* [STATED EXERCISE] From the items below, extract each line that contains the string "courtside", treating uppercase and lowercase letters as different.

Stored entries
◇ ◇ ◇
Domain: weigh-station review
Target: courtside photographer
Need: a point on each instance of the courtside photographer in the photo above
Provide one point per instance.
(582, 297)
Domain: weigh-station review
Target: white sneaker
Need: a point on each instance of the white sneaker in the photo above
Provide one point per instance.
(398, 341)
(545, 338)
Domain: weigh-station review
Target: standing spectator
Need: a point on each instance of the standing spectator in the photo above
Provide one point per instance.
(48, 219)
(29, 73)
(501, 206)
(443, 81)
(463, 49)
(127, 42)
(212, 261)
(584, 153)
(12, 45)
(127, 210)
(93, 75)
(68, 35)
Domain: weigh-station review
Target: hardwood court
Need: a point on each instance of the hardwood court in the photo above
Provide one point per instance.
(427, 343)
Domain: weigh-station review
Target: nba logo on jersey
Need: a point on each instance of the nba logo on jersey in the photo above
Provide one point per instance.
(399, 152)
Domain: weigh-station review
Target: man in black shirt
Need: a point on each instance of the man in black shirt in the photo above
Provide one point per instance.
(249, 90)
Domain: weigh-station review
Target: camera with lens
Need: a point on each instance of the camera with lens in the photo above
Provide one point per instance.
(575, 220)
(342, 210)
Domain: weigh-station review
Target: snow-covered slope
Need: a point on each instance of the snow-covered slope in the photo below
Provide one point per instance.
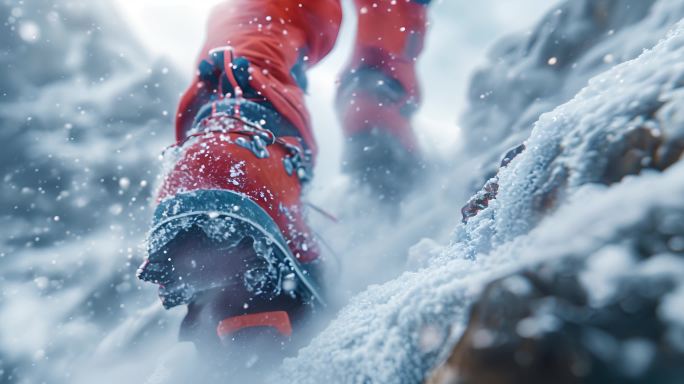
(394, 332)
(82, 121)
◇ ◇ ◇
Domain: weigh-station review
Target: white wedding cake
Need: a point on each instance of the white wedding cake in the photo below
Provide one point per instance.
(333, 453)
◇ ◇ ◇
* [REPLY TO THE EXERCISE]
Target: courtside photographer
Need: a point on each instance of the courtside photographer in the photo above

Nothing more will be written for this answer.